• **文書本文**
- - - - - - -
『藝人春秋2』の書評2 ★彼らの人生そのものがエンターテインメントだ!芸人たちの型破りな生き様 By塩田 武士(小説家)
2021年2月9日、3月9日と連続して発売となる『藝人春秋2』上下巻の文庫化が『藝人春秋2』と『藝人春秋3』です。
2017年発売の単行本版『藝人春秋2』上下巻には多くの書評が寄せられましたが、そのなかから順次紹介して行きたいと思います。
2回目は映画化されたベストセラー作品『罪の声』の作者・小説家の塩田武士さんの書評です。
彼らの人生そのものがエンターテインメントだ!芸人たちの型破りな生き様
By.塩田 武士(小説家)
「週刊現代」2018年3月10日号
これが全て実話なのだから驚く。
芸能界に潜入するルポライターを自任する水道橋博士さんの『藝人春秋2』(上下巻)は、重ねに重ねた逸話のミルフィーユだ。
- - - - - - -
• **課題一覧**
1. 『藝人春秋2』の書評について、次の(a)〜(c)が本文の内容と合っているかを判定せよ。それぞれ「はい」か「いいえ」で答え、判断の決め手となる本文の語句をそのまま引用せよ。
(a) 『藝人春秋2』上下巻の単行本版は2017年に発売された。
(b) 文庫版は2021年2月9日と3月9日に続けて発売される。
(c) ここで紹介される塩田武士さんの書評は、シリーズの1回目である。
2. 『藝人春秋2』の書評の本文を、最後の文の後から書き継げ。

(座標ラベル付けデータ)
- - - - - - -
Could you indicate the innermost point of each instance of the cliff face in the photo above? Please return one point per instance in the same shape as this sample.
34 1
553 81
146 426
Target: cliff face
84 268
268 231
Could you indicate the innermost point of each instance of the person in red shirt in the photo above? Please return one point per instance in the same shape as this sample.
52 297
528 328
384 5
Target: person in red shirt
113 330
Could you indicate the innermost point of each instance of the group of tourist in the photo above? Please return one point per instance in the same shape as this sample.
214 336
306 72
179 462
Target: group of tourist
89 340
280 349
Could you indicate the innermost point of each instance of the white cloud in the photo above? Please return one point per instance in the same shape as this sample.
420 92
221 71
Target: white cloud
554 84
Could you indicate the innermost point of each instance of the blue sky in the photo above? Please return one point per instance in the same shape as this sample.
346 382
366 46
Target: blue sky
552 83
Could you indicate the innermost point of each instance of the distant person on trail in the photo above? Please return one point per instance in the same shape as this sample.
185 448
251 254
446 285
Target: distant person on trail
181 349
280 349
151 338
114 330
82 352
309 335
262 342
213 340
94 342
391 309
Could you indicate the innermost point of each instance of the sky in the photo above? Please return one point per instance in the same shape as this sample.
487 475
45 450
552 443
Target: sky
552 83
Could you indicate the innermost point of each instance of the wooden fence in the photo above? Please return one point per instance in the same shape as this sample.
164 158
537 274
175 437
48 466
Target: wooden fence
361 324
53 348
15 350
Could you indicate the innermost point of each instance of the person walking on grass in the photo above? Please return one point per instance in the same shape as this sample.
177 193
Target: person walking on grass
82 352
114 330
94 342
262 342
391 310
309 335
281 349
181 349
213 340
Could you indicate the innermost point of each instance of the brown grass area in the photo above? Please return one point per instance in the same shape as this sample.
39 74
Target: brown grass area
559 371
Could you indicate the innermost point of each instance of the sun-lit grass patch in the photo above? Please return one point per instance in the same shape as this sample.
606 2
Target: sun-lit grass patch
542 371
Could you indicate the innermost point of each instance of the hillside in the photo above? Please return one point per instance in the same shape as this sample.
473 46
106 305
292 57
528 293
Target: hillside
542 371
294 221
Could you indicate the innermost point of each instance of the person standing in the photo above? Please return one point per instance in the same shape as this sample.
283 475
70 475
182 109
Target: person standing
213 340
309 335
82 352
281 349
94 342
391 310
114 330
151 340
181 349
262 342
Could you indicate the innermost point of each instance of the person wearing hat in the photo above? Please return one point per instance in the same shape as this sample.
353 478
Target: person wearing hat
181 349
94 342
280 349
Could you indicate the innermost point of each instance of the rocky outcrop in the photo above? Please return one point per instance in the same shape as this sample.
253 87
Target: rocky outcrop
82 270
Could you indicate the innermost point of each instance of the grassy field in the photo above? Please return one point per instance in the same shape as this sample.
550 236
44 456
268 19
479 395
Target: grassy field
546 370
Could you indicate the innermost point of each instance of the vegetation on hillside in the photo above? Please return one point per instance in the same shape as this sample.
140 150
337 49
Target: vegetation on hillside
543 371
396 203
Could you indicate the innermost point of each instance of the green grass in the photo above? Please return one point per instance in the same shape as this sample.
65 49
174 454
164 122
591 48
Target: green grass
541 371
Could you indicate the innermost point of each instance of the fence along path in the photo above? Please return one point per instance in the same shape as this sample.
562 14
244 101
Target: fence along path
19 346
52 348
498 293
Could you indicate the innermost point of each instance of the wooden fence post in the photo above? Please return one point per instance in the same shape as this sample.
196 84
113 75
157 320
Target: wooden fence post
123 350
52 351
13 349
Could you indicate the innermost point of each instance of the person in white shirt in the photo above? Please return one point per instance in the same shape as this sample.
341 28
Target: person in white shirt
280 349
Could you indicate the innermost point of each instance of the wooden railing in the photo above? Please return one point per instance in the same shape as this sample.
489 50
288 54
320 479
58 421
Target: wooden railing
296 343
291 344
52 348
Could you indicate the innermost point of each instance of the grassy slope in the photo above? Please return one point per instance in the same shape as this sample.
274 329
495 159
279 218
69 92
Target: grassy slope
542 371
- - - - - - -
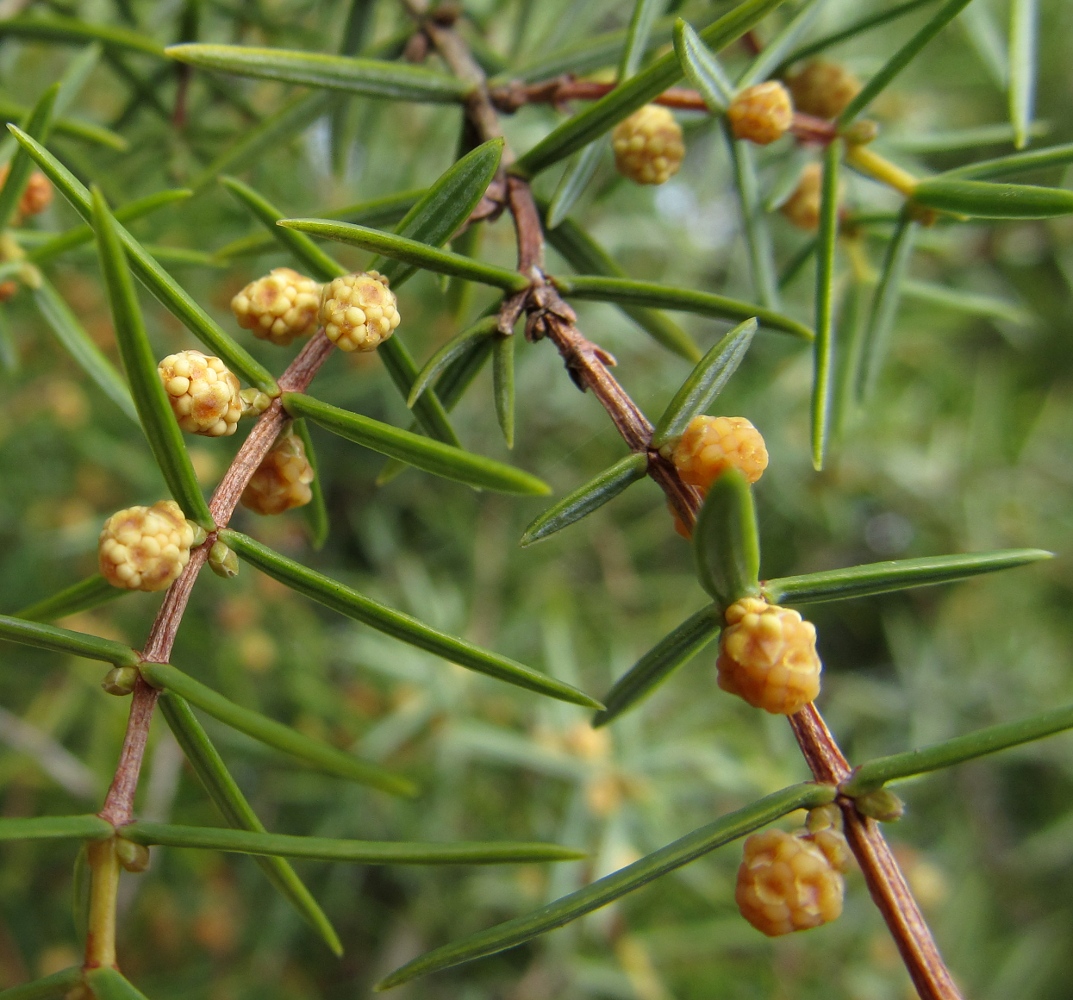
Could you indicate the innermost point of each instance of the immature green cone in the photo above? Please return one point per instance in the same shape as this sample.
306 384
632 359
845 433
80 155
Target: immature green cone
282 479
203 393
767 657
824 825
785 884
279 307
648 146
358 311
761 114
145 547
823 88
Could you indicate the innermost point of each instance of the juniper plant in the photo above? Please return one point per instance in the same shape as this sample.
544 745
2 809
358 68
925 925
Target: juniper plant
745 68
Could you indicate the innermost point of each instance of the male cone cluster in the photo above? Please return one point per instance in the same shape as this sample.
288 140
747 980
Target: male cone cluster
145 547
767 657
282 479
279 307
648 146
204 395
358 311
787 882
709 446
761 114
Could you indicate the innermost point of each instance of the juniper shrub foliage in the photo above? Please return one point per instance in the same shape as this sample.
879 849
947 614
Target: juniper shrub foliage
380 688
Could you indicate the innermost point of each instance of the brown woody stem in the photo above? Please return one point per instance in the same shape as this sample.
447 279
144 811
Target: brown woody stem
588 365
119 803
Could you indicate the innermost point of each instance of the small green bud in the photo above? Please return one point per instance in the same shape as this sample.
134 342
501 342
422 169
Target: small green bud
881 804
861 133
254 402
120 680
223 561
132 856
- - - - - - -
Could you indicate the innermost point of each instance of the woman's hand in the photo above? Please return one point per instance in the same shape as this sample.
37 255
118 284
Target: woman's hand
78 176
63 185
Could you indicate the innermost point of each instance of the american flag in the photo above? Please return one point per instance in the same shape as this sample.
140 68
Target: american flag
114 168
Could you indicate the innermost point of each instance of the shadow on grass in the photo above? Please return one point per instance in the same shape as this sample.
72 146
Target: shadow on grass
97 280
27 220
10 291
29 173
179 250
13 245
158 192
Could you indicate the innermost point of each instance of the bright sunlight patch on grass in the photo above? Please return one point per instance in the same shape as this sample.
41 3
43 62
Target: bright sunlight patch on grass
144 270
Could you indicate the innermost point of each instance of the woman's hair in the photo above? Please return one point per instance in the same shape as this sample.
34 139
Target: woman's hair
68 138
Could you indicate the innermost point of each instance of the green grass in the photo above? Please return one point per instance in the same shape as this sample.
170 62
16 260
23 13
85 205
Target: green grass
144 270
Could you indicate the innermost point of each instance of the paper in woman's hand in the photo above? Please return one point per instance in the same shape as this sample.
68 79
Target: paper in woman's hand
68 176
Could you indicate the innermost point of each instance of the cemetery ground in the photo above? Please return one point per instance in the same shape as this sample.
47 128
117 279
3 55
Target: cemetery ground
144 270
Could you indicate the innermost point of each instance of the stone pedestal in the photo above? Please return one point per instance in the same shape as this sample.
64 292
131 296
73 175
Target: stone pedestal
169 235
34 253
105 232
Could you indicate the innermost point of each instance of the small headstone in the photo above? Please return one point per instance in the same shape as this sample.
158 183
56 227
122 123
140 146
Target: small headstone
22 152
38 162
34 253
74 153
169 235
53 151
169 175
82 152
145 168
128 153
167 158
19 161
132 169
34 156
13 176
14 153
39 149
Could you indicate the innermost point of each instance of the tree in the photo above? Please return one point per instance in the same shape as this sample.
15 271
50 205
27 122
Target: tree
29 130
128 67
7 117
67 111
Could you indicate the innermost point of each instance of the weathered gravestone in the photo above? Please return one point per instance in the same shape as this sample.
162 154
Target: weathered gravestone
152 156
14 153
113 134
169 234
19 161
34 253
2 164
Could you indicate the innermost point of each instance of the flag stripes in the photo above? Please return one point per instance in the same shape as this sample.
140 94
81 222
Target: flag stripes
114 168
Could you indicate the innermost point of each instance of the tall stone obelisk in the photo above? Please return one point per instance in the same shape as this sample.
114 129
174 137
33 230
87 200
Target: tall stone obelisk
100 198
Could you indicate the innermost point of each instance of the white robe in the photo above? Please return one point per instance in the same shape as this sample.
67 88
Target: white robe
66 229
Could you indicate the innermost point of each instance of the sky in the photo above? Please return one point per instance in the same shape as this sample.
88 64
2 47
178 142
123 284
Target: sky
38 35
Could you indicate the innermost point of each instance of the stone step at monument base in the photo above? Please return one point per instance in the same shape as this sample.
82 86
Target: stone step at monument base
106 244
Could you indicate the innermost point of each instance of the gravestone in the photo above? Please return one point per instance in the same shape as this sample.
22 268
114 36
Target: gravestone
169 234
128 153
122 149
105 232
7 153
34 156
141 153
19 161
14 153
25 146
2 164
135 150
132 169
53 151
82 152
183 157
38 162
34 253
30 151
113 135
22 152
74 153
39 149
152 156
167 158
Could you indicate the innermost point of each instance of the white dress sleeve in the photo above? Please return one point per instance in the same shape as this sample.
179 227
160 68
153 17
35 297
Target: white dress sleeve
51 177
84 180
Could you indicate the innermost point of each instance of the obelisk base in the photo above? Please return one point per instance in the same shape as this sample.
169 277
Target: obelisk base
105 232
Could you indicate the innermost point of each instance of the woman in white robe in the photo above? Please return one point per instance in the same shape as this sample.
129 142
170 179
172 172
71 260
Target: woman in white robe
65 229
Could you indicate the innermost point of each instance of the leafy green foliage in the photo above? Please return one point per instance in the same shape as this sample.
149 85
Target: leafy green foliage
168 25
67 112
- - - - - - -
• **演習の解答**
1.
(a) はい。「2017年発売の単行本版『藝人春秋2』上下巻」
(b) はい。「2021年2月9日、3月9日と連続して発売となる」
(c) いいえ。「2回目は映画化されたベストセラー作品『罪の声』の作者・小説家の塩田武士さんの書評です」

2.
ビートたけしやタモリといった大御所はもちろん、橋下徹、猪瀬直樹、徳田虎雄ら物議をかもした政治家、三又又三や寺門ジモンら一線を越えた芸人まで、ただ者ではない人物たちをワンプレートに載せる。
中でも橋下氏は、上下巻それぞれに登場するが、強烈な言葉の羅列で議論を勝ち負けにして見せるやり方を筆者は「政治家としてはあまりに無教養で幼稚だ」とばっさり斬り捨てる。一方で「ボクは単純な『反・橋下』ではない」とある通り、一方では橋下氏の人間的な言動も丁寧に拾っている。
名刀は鞘に納まっている、というメッセージがよく伝わってきた。
博士さんと言えば、テレビ大阪のバラエティ番組『たかじんNOマネー』の降板劇が記憶に新しい。
その真相は本書に譲るとして、これに関連するのが関西の怪物やしきたかじん氏。
たかじん氏の番組に呼ばれた当初は存在感に圧倒されたものの、博士さんは徐々に信頼を勝ち取っていく。
たけし軍団である以上「忠臣は二君に仕えず」と、一定の距離を保ち続けたが、たかじん氏の訃報に際し「一度でいいから、酒席をお伴させていただきたかったです」との言葉を飲み込んだ。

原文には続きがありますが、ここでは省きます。